── Recorded data
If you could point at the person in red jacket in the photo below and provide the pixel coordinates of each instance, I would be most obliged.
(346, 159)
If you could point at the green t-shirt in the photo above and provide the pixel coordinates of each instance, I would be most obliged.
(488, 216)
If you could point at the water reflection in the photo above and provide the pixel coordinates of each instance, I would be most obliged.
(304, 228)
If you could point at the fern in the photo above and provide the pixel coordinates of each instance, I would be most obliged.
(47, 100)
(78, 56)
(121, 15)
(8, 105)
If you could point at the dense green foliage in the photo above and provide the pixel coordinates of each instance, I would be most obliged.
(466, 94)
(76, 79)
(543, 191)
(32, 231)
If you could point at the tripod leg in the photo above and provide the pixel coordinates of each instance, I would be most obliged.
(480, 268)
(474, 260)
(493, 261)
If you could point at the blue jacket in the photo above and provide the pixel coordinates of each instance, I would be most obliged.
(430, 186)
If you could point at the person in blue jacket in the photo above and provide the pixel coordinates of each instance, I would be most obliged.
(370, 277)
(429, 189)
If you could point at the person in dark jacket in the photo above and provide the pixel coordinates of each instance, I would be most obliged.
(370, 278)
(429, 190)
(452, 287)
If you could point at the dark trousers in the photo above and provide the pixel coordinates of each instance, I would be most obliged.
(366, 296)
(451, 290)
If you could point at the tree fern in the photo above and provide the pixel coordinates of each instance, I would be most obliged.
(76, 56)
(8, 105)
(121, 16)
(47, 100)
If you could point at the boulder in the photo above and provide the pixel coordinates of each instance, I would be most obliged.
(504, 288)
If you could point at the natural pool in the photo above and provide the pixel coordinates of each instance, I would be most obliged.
────
── Recorded data
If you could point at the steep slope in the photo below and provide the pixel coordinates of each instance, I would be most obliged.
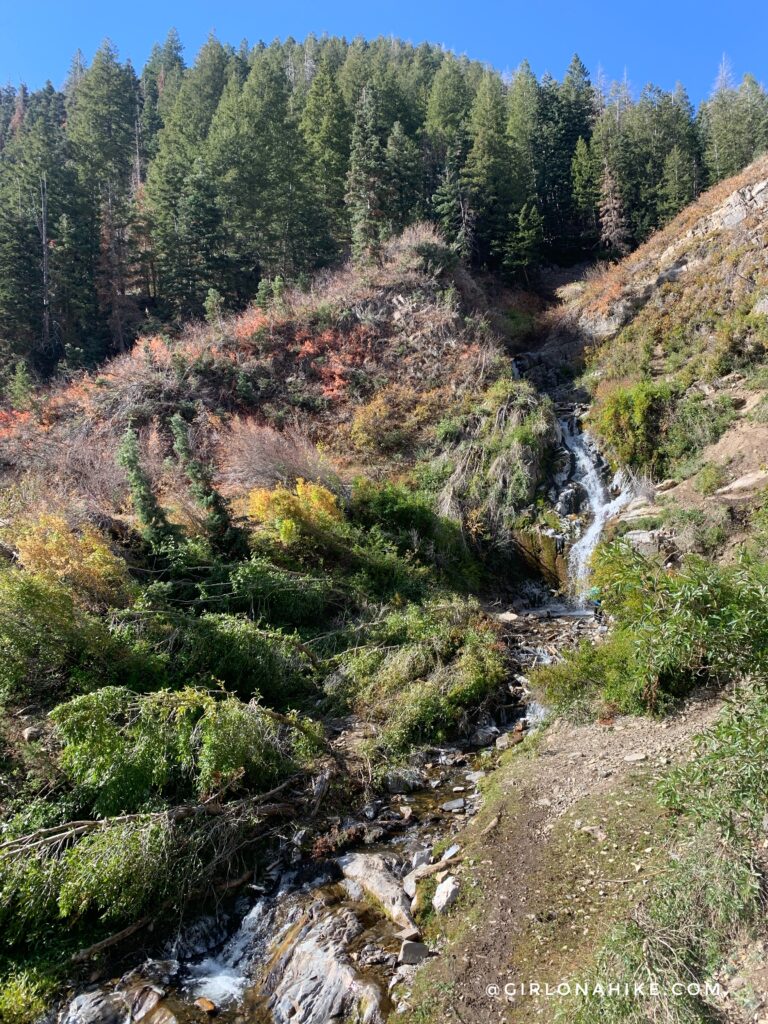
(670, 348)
────
Instruction
Pick out each line in the entries above that contains the word "blue". Case counts.

Exercise answer
If you could point at the blue jacket in the photo above and provide the pixel coordinates of each instance, I would be most obliged.
If you could point at the person in blue jacket in the photo above and provide the pixel coordinates of each instance, I would be most obliged.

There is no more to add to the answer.